Requirement - Reproduce all of the data below, keeping every line identical to the original.

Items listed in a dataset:
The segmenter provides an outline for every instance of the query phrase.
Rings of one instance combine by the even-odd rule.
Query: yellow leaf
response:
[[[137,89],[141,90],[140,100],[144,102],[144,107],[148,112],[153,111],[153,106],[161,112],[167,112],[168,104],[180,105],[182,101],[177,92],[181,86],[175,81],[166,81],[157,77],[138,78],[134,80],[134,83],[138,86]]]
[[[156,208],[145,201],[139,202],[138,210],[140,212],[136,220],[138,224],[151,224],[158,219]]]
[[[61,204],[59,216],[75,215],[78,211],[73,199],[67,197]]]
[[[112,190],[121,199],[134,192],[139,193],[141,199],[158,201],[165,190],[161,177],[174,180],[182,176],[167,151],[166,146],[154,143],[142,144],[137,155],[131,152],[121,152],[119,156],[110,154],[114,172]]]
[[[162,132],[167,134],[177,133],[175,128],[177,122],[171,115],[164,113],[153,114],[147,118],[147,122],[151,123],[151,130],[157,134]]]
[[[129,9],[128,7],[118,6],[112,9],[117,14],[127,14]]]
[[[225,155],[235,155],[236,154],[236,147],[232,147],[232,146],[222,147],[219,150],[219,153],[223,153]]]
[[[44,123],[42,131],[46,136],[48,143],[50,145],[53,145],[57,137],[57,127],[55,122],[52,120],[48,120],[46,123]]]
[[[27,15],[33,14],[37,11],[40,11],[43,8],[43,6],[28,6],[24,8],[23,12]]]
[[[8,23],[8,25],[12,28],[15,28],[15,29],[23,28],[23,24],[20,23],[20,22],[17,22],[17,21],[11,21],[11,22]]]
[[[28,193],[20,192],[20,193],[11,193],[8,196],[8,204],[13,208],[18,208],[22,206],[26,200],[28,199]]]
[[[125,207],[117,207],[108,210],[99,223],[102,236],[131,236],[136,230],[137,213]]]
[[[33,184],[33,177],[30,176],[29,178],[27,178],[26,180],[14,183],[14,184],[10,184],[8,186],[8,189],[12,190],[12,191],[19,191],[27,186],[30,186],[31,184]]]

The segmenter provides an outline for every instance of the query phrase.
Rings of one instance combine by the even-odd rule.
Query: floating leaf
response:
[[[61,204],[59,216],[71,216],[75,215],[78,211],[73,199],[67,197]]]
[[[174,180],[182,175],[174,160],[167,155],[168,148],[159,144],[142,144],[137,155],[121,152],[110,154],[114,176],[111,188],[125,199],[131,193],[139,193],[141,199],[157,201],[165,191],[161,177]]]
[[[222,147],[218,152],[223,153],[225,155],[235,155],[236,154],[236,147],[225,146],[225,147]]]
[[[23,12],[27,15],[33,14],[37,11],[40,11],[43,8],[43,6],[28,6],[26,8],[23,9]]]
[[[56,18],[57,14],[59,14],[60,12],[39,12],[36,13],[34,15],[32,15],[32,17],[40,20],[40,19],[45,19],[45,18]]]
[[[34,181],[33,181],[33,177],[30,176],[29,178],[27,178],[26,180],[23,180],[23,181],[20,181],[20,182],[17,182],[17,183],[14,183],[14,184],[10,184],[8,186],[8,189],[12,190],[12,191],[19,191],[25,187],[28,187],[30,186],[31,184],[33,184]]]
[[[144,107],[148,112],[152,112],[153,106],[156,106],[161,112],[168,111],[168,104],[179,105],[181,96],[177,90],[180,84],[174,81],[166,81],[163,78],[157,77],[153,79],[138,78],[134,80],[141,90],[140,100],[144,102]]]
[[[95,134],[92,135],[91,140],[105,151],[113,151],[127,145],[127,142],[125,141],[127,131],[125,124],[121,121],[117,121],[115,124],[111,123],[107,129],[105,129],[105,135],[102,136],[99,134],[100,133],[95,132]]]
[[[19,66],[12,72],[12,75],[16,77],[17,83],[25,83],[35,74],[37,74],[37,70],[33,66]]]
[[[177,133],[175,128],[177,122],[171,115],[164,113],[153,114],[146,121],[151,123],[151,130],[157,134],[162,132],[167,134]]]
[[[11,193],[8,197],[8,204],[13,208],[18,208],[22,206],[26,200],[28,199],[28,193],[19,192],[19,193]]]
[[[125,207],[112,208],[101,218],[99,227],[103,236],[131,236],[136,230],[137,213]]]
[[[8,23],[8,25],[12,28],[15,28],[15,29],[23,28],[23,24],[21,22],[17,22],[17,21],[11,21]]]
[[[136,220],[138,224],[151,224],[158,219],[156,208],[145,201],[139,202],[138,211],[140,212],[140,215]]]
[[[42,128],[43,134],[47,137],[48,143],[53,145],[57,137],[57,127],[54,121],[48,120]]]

The reply -
The segmenter provides an outline for every instance of the query phrase.
Rings of one instance combine by the even-odd rule.
Query: yellow leaf
response:
[[[137,89],[141,90],[140,100],[144,102],[144,107],[148,112],[153,111],[153,106],[161,112],[167,112],[168,104],[180,105],[182,101],[177,92],[181,86],[175,81],[166,81],[157,77],[138,78],[134,80],[134,83],[138,86]]]
[[[156,208],[145,201],[139,202],[138,210],[140,212],[136,220],[138,224],[151,224],[158,219]]]
[[[61,204],[59,216],[75,215],[78,211],[73,199],[67,197]]]
[[[112,190],[121,199],[134,192],[139,193],[141,199],[158,201],[165,190],[161,177],[174,180],[182,176],[167,151],[166,146],[154,143],[142,144],[137,155],[131,152],[121,152],[119,156],[110,154],[114,172]]]
[[[162,132],[167,134],[177,133],[175,128],[177,122],[171,115],[164,113],[153,114],[147,118],[147,122],[151,123],[151,130],[157,134]]]
[[[129,9],[128,7],[118,6],[112,9],[117,14],[127,14]]]
[[[225,155],[235,155],[236,154],[236,147],[232,147],[232,146],[222,147],[219,150],[219,153],[223,153]]]
[[[44,123],[42,131],[46,136],[48,143],[50,145],[53,145],[57,137],[57,127],[55,122],[52,120],[48,120],[46,123]]]
[[[27,15],[33,14],[37,11],[40,11],[43,8],[43,6],[28,6],[24,8],[23,12]]]
[[[8,23],[8,25],[12,28],[15,28],[15,29],[23,28],[23,24],[20,23],[20,22],[17,22],[17,21],[11,21],[11,22]]]
[[[28,193],[20,192],[20,193],[11,193],[8,196],[8,204],[13,208],[18,208],[22,206],[26,200],[28,199]]]
[[[125,207],[117,207],[108,210],[99,223],[102,236],[131,236],[136,230],[137,213]]]
[[[33,184],[33,177],[30,176],[29,178],[27,178],[26,180],[14,183],[14,184],[10,184],[8,186],[8,189],[12,190],[12,191],[19,191],[27,186],[30,186],[31,184]]]

The segmenter provides an outline for every instance of the query phrase.
Rings of one instance combine by the even-odd rule.
Query: floating leaf
response:
[[[61,204],[59,216],[71,216],[75,215],[78,211],[73,199],[67,197]]]
[[[174,180],[182,175],[174,160],[167,155],[168,148],[159,144],[142,144],[137,155],[121,152],[110,154],[114,176],[111,188],[125,199],[131,193],[139,193],[141,199],[157,201],[165,191],[161,177]]]
[[[222,147],[218,152],[223,153],[225,155],[235,155],[236,154],[236,147],[225,146],[225,147]]]
[[[23,12],[27,15],[33,14],[37,11],[40,11],[43,8],[43,6],[28,6],[26,8],[23,9]]]
[[[56,18],[57,14],[59,14],[60,12],[39,12],[36,13],[34,15],[32,15],[32,17],[40,20],[40,19],[45,19],[45,18]]]
[[[34,181],[33,181],[33,177],[30,176],[29,178],[27,178],[26,180],[23,180],[23,181],[20,181],[20,182],[17,182],[17,183],[14,183],[14,184],[10,184],[8,186],[8,189],[12,190],[12,191],[19,191],[25,187],[28,187],[30,186],[31,184],[33,184]]]
[[[144,107],[148,112],[152,112],[153,106],[156,106],[161,112],[168,111],[168,104],[179,105],[181,96],[177,90],[180,84],[174,81],[166,81],[163,78],[157,77],[153,79],[138,78],[134,80],[141,90],[140,100],[144,102]]]
[[[95,134],[92,135],[91,140],[105,151],[113,151],[127,145],[127,142],[125,141],[127,131],[125,124],[121,121],[117,121],[115,124],[111,123],[107,129],[105,129],[105,135],[102,136],[99,134],[100,133],[95,132]]]
[[[19,66],[12,72],[12,75],[16,77],[17,83],[25,83],[35,74],[37,74],[37,70],[33,66]]]
[[[177,133],[175,128],[177,122],[171,115],[164,113],[153,114],[146,121],[151,123],[151,130],[157,134],[162,132],[167,134]]]
[[[11,193],[8,197],[8,204],[13,208],[18,208],[22,206],[26,200],[28,199],[28,193],[19,192],[19,193]]]
[[[125,207],[112,208],[101,218],[99,227],[103,236],[131,236],[136,230],[137,213]]]
[[[8,23],[8,25],[12,28],[15,28],[15,29],[23,28],[23,24],[21,22],[17,22],[17,21],[11,21]]]
[[[136,220],[138,224],[151,224],[158,219],[156,208],[145,201],[139,202],[138,211],[140,212],[140,215]]]
[[[42,128],[43,134],[47,137],[48,143],[53,145],[57,137],[57,127],[54,121],[48,120]]]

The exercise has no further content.